What the exercise asks: Within the listing below, the lines to output run from the one containing "Target: muddy creek" through the one containing "[[167, 71], [58, 134], [263, 175], [231, 143]]"; copy them exactly and nothing else.

Records provided:
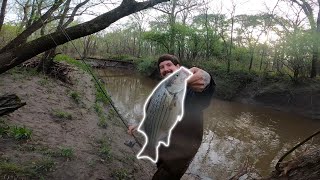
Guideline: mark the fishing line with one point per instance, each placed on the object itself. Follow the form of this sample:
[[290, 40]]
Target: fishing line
[[98, 83], [104, 93]]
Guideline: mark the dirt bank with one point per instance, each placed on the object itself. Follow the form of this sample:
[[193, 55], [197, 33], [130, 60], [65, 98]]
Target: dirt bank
[[66, 140]]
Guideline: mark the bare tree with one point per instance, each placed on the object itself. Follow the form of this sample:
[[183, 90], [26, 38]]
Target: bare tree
[[3, 12], [14, 56], [315, 28]]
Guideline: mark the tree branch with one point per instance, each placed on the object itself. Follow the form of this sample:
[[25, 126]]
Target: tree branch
[[15, 56]]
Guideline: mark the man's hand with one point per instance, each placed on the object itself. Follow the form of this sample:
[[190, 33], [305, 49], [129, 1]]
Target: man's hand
[[199, 80], [132, 129]]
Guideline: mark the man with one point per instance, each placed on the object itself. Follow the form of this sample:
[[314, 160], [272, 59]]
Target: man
[[186, 137]]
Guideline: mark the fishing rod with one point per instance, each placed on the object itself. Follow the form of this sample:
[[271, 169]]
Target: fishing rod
[[95, 79], [99, 85]]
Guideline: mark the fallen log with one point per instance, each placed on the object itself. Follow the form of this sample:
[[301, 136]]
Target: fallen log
[[9, 103]]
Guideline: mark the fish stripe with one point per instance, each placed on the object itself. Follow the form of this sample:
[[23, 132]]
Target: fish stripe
[[157, 119]]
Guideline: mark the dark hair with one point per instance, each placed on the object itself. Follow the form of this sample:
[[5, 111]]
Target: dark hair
[[166, 57]]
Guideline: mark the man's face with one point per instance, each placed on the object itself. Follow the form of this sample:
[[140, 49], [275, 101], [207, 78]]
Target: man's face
[[167, 67]]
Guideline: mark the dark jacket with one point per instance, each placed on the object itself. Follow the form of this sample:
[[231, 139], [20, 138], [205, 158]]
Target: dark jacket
[[186, 137]]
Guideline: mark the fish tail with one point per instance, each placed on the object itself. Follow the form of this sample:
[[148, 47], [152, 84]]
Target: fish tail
[[149, 151]]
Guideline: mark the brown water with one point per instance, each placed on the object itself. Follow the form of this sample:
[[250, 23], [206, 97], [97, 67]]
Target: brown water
[[233, 133]]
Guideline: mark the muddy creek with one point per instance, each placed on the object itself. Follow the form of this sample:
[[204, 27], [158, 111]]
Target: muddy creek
[[233, 133]]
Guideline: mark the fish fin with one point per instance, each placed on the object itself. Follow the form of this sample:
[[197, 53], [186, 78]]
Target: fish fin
[[149, 151], [163, 137]]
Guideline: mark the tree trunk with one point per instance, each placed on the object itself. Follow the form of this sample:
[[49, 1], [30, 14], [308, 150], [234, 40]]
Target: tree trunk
[[315, 56], [251, 60], [22, 38], [17, 55], [9, 103], [47, 61], [172, 28], [3, 12]]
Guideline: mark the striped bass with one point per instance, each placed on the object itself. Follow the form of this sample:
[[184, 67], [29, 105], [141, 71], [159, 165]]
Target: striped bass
[[162, 110]]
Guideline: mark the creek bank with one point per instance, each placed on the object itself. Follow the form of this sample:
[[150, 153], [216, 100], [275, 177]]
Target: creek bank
[[277, 93], [62, 138]]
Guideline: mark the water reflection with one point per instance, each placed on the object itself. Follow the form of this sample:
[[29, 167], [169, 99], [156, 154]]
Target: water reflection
[[234, 133]]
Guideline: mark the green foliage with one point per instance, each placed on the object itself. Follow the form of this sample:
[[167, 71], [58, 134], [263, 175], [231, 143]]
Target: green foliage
[[158, 38], [72, 61], [66, 152], [147, 66], [75, 96], [3, 128], [104, 149], [120, 174], [102, 118], [44, 81], [20, 133], [61, 114], [8, 32], [36, 169]]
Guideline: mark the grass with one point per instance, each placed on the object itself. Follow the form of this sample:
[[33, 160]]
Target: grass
[[101, 93], [120, 174], [104, 149], [19, 133], [14, 131], [61, 114], [75, 96], [44, 81], [3, 128], [35, 169], [102, 118], [66, 152]]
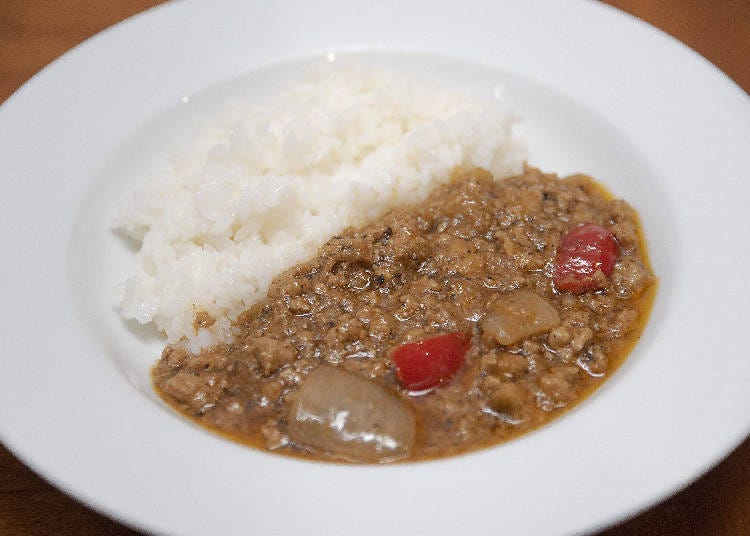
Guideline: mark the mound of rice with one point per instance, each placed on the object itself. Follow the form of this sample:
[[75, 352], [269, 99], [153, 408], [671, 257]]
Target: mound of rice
[[262, 188]]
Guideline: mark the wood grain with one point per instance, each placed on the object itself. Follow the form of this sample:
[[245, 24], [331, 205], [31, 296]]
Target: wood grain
[[35, 32]]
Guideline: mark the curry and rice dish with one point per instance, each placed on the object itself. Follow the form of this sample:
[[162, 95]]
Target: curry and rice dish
[[443, 327], [331, 287]]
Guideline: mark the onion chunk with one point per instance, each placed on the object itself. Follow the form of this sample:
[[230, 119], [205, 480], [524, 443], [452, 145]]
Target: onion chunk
[[516, 315], [351, 418]]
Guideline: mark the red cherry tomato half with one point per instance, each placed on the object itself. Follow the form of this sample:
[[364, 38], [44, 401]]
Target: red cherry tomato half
[[585, 250], [425, 364]]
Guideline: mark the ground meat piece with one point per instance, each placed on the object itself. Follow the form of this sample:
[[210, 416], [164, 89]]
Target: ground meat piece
[[195, 391], [270, 354], [425, 270], [558, 337], [594, 361], [630, 277], [559, 385]]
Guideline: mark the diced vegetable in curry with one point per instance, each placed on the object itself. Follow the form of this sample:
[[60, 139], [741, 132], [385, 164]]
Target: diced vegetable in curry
[[444, 327]]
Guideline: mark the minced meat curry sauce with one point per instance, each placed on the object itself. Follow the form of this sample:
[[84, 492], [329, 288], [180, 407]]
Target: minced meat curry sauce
[[444, 327]]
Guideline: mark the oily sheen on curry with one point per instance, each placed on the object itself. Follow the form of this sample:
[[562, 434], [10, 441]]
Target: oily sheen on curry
[[443, 327]]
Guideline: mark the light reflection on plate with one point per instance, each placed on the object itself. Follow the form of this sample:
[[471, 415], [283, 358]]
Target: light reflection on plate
[[75, 378]]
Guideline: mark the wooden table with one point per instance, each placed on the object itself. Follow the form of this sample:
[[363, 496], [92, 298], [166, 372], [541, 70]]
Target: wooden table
[[35, 32]]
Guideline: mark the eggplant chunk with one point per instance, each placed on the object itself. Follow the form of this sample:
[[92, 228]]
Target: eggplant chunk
[[350, 417], [517, 315]]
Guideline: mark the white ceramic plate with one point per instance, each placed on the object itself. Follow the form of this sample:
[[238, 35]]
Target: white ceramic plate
[[599, 92]]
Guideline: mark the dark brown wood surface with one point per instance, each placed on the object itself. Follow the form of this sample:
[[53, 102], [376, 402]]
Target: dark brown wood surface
[[35, 32]]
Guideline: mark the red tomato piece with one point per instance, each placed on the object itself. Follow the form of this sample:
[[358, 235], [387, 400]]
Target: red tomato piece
[[583, 253], [425, 364]]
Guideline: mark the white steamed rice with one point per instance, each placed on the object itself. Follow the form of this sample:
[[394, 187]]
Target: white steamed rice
[[262, 188]]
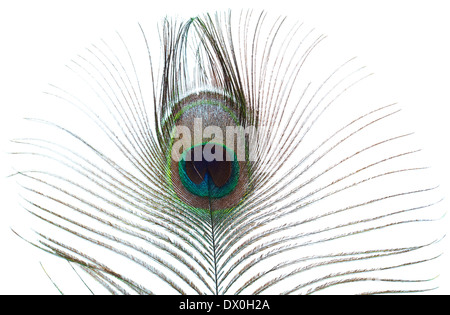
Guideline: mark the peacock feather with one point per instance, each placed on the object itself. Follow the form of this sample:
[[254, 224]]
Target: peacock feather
[[213, 165]]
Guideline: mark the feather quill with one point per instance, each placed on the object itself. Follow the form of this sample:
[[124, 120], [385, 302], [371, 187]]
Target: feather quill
[[318, 202]]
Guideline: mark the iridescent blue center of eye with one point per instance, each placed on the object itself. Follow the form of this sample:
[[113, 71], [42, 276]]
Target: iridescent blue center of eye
[[209, 170]]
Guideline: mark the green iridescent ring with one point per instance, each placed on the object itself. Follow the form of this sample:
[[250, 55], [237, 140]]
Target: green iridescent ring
[[209, 177]]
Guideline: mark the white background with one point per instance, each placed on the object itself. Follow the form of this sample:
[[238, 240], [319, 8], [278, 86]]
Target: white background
[[406, 44]]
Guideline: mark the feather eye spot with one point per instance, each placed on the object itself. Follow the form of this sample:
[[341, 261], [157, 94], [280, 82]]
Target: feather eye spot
[[214, 173]]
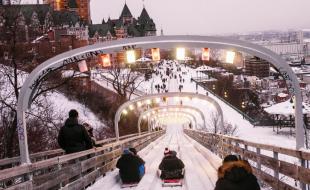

Result:
Target: muddy creek
[[233, 133]]
Guideline: mark the fish fin with one point per instance, each placed on the object itself. Follow the form of this sample:
[[197, 53], [186, 78]]
Target: fish fin
[[149, 151], [163, 137]]
Guideline: mark the tree trunk with one point per instance, each placed on the object itself. Follow the form of this sample:
[[49, 1], [30, 14], [308, 150], [234, 40]]
Target: tree trunk
[[315, 56], [251, 60], [22, 38], [17, 55], [9, 103], [47, 61], [172, 28], [3, 12]]
Guideline: mark the striped bass with one point per instance, each placed on the object itself. Follow the form of this sample:
[[184, 67], [29, 105], [141, 71], [159, 165]]
Target: striped bass
[[162, 110]]
Guideline: mark the creek bank with one point per instance, each placed on the object itself. Follow the form of this sample:
[[150, 153], [216, 100], [275, 177]]
Target: creek bank
[[277, 93], [62, 138]]
Guideline: mark the water reflection with one point per instance, each placed on the object itself. Follow the form of this sample:
[[29, 167], [169, 99], [156, 154]]
Target: water reflection
[[234, 133]]
Guideline: mark the green foliage with one point per instance, each placed on the object itself. Follow the form of this sample:
[[167, 71], [58, 134], [263, 175], [231, 143]]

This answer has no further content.